Entries for labeling object positions:
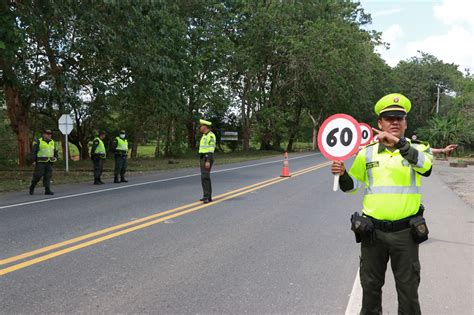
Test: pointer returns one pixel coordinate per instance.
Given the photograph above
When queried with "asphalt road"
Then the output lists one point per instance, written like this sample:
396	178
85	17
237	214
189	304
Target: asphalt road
265	245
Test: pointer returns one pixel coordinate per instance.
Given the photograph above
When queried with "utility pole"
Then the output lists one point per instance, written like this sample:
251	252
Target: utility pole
437	100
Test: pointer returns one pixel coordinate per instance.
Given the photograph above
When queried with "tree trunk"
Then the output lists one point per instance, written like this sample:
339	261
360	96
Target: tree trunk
191	128
18	115
158	144
295	128
315	128
245	116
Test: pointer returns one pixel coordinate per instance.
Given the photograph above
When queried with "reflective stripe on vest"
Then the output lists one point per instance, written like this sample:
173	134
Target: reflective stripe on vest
45	150
100	149
122	145
393	189
207	143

> _Problem to solve_
Reproduce every one of the lines above verbatim, leaving out the pictures.

> _Solution to this task_
Test: pointer returns one pixel coordinate per instance.
Given the photograph above
When queried with "asphalt road"
Then the output lists one point per instance, written like this sample:
396	178
85	17
237	214
189	304
Target: asphalt road
265	245
Test: pointer returns one pixel coordinate per instance.
Given the photograph above
When queried with "utility pole"
Then the output lists one point per instance, written like this sample:
251	252
Target: utility pole
437	100
Test: pointer returns one pixel coordinate per instance.
Given the photograph above
When queried with "tree trunk"
Then the output lists one point per instance, written like this sample:
339	261
360	96
Target: tree trunk
191	128
18	115
158	144
295	128
315	128
245	116
Test: pointer returns one pixel coordinate per instance.
Given the photograph above
When queried with "reflective stripe on vest"
Then the output lists one point per instance, written like this sample:
173	134
Target: reflective stripe on vest
45	150
100	149
122	145
393	189
207	143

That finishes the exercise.